Input data section start

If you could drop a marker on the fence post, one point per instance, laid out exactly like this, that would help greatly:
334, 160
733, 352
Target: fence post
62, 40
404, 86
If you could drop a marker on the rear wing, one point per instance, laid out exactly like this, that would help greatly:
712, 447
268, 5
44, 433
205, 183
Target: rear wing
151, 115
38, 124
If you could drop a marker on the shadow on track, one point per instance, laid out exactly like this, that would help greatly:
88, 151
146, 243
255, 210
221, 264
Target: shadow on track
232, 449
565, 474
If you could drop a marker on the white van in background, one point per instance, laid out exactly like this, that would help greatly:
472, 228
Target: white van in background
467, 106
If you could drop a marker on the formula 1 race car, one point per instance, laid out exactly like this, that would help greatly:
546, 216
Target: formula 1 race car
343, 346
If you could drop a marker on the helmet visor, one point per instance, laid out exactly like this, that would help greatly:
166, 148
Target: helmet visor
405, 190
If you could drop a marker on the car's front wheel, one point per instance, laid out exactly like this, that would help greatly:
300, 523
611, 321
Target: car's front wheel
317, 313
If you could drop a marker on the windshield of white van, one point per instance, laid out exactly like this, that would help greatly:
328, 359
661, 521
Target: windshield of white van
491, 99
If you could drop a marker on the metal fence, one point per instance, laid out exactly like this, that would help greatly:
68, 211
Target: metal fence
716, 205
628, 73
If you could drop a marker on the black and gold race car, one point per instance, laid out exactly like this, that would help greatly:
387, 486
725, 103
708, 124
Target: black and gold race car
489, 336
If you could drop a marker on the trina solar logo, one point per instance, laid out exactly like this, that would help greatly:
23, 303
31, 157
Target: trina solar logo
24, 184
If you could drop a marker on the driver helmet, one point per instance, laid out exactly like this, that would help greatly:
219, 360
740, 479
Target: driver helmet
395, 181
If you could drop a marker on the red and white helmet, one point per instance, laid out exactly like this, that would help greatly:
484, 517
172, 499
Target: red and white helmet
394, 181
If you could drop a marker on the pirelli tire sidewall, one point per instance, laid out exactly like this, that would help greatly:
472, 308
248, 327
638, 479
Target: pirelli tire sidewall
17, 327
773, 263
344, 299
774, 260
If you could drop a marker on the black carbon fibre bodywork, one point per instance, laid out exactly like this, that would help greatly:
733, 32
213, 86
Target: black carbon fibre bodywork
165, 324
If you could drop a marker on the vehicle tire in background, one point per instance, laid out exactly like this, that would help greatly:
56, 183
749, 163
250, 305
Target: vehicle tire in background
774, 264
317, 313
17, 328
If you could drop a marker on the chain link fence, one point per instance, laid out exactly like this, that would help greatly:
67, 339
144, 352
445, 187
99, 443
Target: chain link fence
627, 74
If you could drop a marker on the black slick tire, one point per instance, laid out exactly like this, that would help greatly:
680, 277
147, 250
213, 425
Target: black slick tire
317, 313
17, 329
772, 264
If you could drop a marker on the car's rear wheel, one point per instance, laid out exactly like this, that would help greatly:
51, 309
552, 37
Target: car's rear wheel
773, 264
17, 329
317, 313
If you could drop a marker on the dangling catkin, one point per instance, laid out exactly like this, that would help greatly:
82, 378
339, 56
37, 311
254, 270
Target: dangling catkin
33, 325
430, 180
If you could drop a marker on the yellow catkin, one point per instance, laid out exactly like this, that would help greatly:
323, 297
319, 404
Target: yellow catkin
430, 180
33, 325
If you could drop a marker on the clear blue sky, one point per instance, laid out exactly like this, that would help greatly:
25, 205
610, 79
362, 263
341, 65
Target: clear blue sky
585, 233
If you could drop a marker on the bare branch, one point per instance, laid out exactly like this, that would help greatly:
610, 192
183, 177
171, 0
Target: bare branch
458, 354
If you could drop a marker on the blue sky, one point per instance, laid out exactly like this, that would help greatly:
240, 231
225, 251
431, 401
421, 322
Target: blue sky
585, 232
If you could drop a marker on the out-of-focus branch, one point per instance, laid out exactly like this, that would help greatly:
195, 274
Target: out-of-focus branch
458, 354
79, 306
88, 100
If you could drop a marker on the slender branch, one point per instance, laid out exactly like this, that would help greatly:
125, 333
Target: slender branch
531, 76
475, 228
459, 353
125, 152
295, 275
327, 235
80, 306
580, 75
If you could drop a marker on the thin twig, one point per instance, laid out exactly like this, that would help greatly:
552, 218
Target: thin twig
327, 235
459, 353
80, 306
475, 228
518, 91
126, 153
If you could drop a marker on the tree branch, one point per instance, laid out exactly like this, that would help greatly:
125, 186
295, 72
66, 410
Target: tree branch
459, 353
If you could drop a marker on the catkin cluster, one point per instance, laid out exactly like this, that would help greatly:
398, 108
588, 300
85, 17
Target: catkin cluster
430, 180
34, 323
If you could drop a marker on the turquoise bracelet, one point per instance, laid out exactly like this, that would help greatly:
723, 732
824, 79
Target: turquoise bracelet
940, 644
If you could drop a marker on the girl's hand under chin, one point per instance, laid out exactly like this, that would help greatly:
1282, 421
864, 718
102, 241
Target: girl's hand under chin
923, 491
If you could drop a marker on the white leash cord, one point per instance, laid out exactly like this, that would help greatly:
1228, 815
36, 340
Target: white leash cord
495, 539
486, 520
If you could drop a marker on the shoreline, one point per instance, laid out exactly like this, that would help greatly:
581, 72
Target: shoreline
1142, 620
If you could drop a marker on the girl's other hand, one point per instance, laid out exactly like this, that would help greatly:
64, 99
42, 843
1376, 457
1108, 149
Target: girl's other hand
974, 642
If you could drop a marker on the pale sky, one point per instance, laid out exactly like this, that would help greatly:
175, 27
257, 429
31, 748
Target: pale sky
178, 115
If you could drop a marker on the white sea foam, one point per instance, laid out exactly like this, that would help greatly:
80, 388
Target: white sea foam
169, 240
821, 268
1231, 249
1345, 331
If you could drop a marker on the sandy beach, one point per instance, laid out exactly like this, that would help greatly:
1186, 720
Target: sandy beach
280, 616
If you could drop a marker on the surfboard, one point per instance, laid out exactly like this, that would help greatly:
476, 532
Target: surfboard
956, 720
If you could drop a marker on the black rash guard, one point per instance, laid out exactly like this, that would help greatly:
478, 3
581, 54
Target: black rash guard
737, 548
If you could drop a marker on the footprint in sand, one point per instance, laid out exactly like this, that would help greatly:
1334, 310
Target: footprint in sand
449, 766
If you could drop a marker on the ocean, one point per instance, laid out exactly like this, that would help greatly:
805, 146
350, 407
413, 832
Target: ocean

Input data section end

# Goal of the exercise
Your answer should be a single number: the count of lines in the listing that contain the word "ocean".

# Answer space
2